> _Source passage_
Bachman Mech. v. Wal-Mart Trust

Decision Date08 April 2009
Docket NumberNo. 24931.,No. 24941.,24931.,24941.
Citation764 N.W.2d 722,2009 SD 25
PartiesW.J. BACHMAN MECHANICAL SHEETMETAL COMPANY, INC., Plaintiff, Par Golf Construction, Plaintiff and Appellee, v. WAL-MART REAL ESTATE BUSINESS TRUST; Bodell Construction Company, Inc. (Intervenor), Defendants, Third Party, Plaintiffs and Appellants, and Frontier Mechanical, Inc.; Dalsin, Inc. d/b/a M.J. Dalsin; and Spearfish Excavating, Inc., Defendants and Third Party Plaintiffs, v. Wal-Mart Stores, Inc., Third-Party Defendant, and Appellants, Travelers Casualty and Surety Company of America and Bodell Construction Company, Inc., Defendants and Appellants.
CourtSouth Dakota Supreme Court

Timothy R. Johns, Johns & Kosel, Prof. LLC, Lead, South Dakota, Attorneys for appellee.

Scott Sumner, Barton R. Banks, Banks, Johnson, Colbath, Sumner & Kappelman, PLLC, Rapid City, South Dakota, Attorneys for appellants.

ZINTER, Justice.

[¶ 1.] A subcontractor sued a property owner seeking enforcement of a mechanic's lien, or in the alternative, a claim under the theory of unjust enrichment. The circuit court awarded the subcontractor a judgment enforcing the portion of the mechanic's lien that was properly itemized and a judgment for the remainder of the claim on the theory of unjust enrichment. The property owner, general contractor, and its bonding company appeal from those judgments and the award of attorney fees. We affirm in part, reverse in part, and remand.

Facts and Procedural History

[¶ 2.] Bodell Construction Company, Inc., entered into contract with Wal-Mart Stores, Inc. (Wal-Mart Stores) to build a Wal-Mart Supercenter in Spearfish, South Dakota. Wal-Mart Real Estate Business Trust (Wal-Mart Trust), a separate entity from Wal-Mart Stores, owned the property.

[Stored dataset items]
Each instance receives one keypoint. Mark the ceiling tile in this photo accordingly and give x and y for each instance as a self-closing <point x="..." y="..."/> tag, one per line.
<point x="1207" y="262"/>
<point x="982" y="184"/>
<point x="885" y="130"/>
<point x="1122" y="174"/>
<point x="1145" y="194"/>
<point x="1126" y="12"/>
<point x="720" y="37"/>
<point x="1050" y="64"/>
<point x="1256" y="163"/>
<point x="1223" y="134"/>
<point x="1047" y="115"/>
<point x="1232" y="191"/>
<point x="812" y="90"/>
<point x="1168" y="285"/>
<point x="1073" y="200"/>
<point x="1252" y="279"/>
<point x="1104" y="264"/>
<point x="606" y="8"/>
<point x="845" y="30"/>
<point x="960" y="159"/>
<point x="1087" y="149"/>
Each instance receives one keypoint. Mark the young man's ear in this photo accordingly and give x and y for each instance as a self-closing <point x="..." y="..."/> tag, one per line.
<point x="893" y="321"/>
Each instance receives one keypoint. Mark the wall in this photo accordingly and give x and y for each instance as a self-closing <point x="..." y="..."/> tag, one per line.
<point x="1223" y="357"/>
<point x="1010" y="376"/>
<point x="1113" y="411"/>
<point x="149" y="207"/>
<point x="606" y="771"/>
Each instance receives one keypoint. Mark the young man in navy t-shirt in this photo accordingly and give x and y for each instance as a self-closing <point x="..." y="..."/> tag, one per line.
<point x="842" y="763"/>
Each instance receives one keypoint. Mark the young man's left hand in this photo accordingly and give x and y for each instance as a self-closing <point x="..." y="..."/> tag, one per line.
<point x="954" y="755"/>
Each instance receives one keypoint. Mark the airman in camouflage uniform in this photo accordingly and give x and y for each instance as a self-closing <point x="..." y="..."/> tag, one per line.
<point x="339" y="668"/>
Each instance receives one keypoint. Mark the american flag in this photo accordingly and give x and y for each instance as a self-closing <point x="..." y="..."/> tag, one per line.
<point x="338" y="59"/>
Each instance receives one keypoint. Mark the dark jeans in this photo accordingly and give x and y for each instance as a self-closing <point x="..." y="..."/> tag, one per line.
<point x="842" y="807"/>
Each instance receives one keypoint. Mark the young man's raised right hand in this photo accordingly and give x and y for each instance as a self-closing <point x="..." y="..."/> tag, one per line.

> _Task list_
#1 In the Bachman Mechanical opinion, why did the circuit court enforce only part of the subcontractor's mechanic's lien? Answer in one to three sentences.
#2 Extend the Bachman Mechanical opinion, picking up right after its last sentence about Wal-Mart Real Estate Business Trust owning the property.

> _Answers for this exercise_
#1 The circuit court enforced only the portion of the mechanic's lien that was properly itemized. It awarded the remainder of the subcontractor's claim under the theory of unjust enrichment.

#2
[¶ 3.] Bodell subsequently entered into a $291,245.87 subcontract with Par Golf, a landscaping contractor, for the purpose of installing plantings and an irrigation system on the project. The subcontract contained an arbitration clause, which provided:

In the event of any dispute between [Bodell] and [Par Golf] covering the scope of work, the dispute shall be settled in the manner provided by the contract documents. If none be provided, or if there arises any dispute concerning matters in connection with this Agreement, and without the scope of the work, then such disputes shall be settled by a ruling of a board of arbitration[.]

[¶ 4.] Par Golf began work on the project in September 2004. Before Par Golf finished its work, Bodell authorized change orders for: the installation of an 18-inch strip of sod in the curb/gutter areas; an additional island planter; and a temporary irrigation system. The change order regarding sod made no mention of watering.1 Further, Bodell requested Par Golf to provide labor, materials, and equipment for watering new seed on another portion of the project. This included the use of Par Golf's water truck and laborers. In a letter dated June 24, 2005, Par Golf informed Bodell that Par Golf did not have watering in its bid, and Par Golf, therefore, inquired of Bodell whether Par Golf would be paid extra for the watering. Bodell's project manager wrote "OK" behind the request and added his initials. Par Golf subsequently provided all of these items.

[¶ 5.] Pursuant to the subcontract, Par Golf had seeded the west end of a detention pond in the spring of 2005. A subsequent rain flooded the area and washed out most of the topsoil. The flooding occurred because a spillway had been improperly constructed by another contractor. At Bodell's instructions, Par Golf reseeded the area in June 2005, but Bodell would not authorize additional topsoil. Bodell later contended that Par Golf's seeding did not result in the uniform stand of grass required by the contract specifications. Bodell therefore spent $17,814.902 to satisfy the grass requirement, which involved hiring another contractor to sod the area.

[¶ 6.] Following Par Golf's completion of the project in August 2005, Bodell requested Par Golf to return to repair some damage to the irrigation system caused by vandalism. Par Golf performed this work on September 23 and 24, 2005.

[¶ 7.] Bodell subsequently paid Par Golf $279,220, which was the subcontract amount, less a retainage. Par Golf, however, contended that $64,560.30 remained due and owing for its work. This amount included compensation for labor and materials for sodding, watering, temporary irrigation, the additional planter, sprinkler repair, and the retainage. Bodell refused to pay.

[¶ 8.] Following failed negotiations, Par Golf filed a mechanic's lien on January 17, 2006, against Wal-Mart Trust in the amount of $64,560.30. This filing was more than 120 days after Par Golf had completed the project in August 2005, but was within 120 days of Par Golf's September 23-24, 2005, return to repair the vandalism damage to the irrigation system.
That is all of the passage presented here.